**Extract provided**.
------------

Vol. 13 No. 7 (July 2003)
LEFT LEGALISM/LEFT CRITIQUE, by Wendy Brown and Janet Halley (eds.). Durham, N.C.: Duke University Press, 2002. 440 pp. $22.95 paperback. ISBN 0822329689.
Reviewed by Alice Hearst, Department of Government, Smith College, Northampton, MA. Email: firstname.lastname@example.org.
In this volume, Wendy Brown, a political science professor at Berkeley, and Janet Halley, a law professor at Harvard, have gathered a set of essays advancing a left critique of liberal legalism. They argue that the left has become too cozy with the promises of liberal legalism and its associated discourse of human rights. In its embrace of legal rights as the primary site for effecting social change, the left seems to have forgotten that it is “the liberal political order…that leftists conventionally challenge as inadequate to the production of substantive freedom and equality” (p.5). Left critiques, they argue, should continually examine liberalism’s claim to neutrality and the manner in which that legal and political order both produces and sustains social and economic hierarchies.

------------

**Recorded data**.

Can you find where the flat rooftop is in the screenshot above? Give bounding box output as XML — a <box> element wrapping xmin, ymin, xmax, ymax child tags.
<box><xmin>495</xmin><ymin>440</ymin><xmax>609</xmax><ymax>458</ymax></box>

------------

**Task set**.
A: Translate this sentence from the book review into Spanish: "They argue that the left has become too cozy with the promises of liberal legalism and its associated discourse of human rights."
B: From the book review, extract the passage from "LEFT LEGALISM/LEFT CRITIQUE, by" up to and including "MA. Email: firstname.lastname@example.org.".

**Task solutions**.
A: Sostienen que la izquierda se ha acomodado demasiado a las promesas del legalismo liberal y al discurso de los derechos humanos asociado a él.

B:
LEFT LEGALISM/LEFT CRITIQUE, by Wendy Brown and Janet Halley (eds.). Durham, N.C.: Duke University Press, 2002. 440 pp. $22.95 paperback. ISBN 0822329689.
Reviewed by Alice Hearst, Department of Government, Smith College, Northampton, MA. Email: firstname.lastname@example.org.